文書セクション:
◇ ◇ ◇
前述のポリペプチドのフラグメント、誘導体、アナログまたはバリアントおよびそれらの任意の組み合わせもまた、本発明のポリペプチドとして含められる。用語「フラグメント」、「バリアント」、「誘導体」および「アナログ」は、本発明の抗体または抗体ポリペプチドについて言及されるとき、対応する天然の抗体またはポリペプチドの抗原結合特性の少なくともいくつかを保持する任意のポリペプチドを含む。本発明のポリペプチドのフラグメントは、本明細書中の他の箇所で述べられる特定の抗体フラグメントに加えて、タンパク分解性フラグメント、ならびに欠失フラグメントを含む。本発明のC35抗体およびC35抗体ポリペプチドならびに/またはHER2抗体およびHER2抗体ポリペプチドのバリアントは、上に記載されたようなフラグメント、およびアミノ酸の置換、欠失または挿入に起因して変更されたアミノ酸配列を有するポリペプチドも含む。バリアントは、天然に存在するものであってもよいし、または天然に存在しないものであってもよい。天然に存在しないバリアントは、当該分野で公知の突然変異誘発手法を用いて生成され得る。バリアントポリペプチドは、保存的または非保存的なアミノ酸の置換、欠失または付加を含み得る。それらの抗体のバリアントは、その抗体のヒト化バージョン、ならびに親和性成熟されているかまたは親和性最適化された抗体を含む。親和性最適化は、当該分野で周知の通例の方法によって行われ得る。あるいは、本発明の抗体の親和性を高めるための好ましい方法は、US2002/0123057A1に開示されている。本発明のC35抗体およびC35抗体ポリペプチドならびに/またはHER2抗体およびHER2抗体ポリペプチドの誘導体は、天然のポリペプチドに見られないさらなる特徴を示すように変更されたポリペプチドである。例としては、融合タンパク質が挙げられる。本明細書中で使用されるとき、C35抗体およびC35抗体ポリペプチドならびに/またはHER2抗体およびHER2抗体ポリペプチドの「誘導体」とは、官能性側基の反応によって化学的に誘導体化された1つ以上の残基を有する対象のポリペプチドのことを指す。20個の標準的なアミノ酸の1つ以上の天然に存在するアミノ酸誘導体を含むペプチドもまた、「誘導体」に含められる。例えば、4−ヒドロキシプロリンは、プロリンの代わりに用いられ得;5−ヒドロキシリシンは、リシンの代わりに用いられ得;3−メチルヒスチジンは、ヒスチジンの代わりに用いられ得;ホモセリンは、セリンの代わりに用いられ得;そしてオルニチンは、リシンの代わりに用いられ得る。
◇ ◇ ◇
利用可能なデータ:
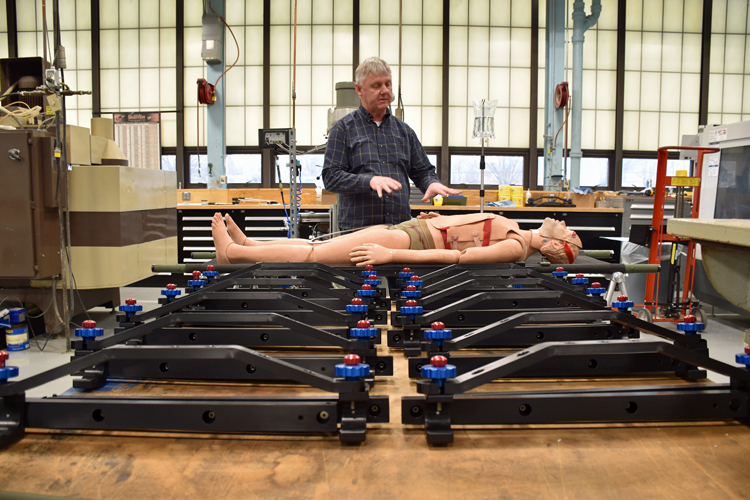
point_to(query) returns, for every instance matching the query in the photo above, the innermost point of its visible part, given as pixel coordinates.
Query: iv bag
(484, 119)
◇ ◇ ◇
課題の要件: 抗体ポリペプチドのバリアントと誘導体に関する文書を、最後の文の後から書き続けてもらえますか？

課題の結果:
用語「ポリヌクレオチド」は、単数の核酸ならびに複数の核酸を包含すると意図され、そして単離された核酸分子または核酸構築物、例えば、メッセンジャーRNA(mRNA)またはプラスミドDNA(pDNA)のことを指す。ポリヌクレオチドは、従来のホスホジエステル結合または非従来的な結合(例えば、ペプチド核酸(PNA)に見られるようなアミド結合)を含み得る。用語「核酸」とは、ポリヌクレオチドに存在する任意の1つ以上の核酸セグメント、例えば、DNAまたはRNAフラグメントのことを指す。「単離された」核酸またはポリヌクレオチドは、その天然の環境から取り出された核酸分子、DNAまたはRNAと意図される。単離されたポリヌクレオチドのさらなる例としては、異種の宿主細胞内に維持されている組換えポリヌクレオチド、または溶液中の精製された(部分的または実質的に)ポリヌクレオチドが挙げられる。単離されたRNA分子には、本発明のポリヌクレオチドのインビボまたはインビトロにおけるRNA転写物が含まれる。本発明に記載の単離されたポリヌクレオチドまたは核酸は、合成的に生成されたそのような分子をさらに含む。さらに、ポリヌクレオチドまたは核酸は、調節エレメント(例えば、プロモーター、リボソーム結合部位または転写ターミネーター)であり得るか、またはそれらを含み得る。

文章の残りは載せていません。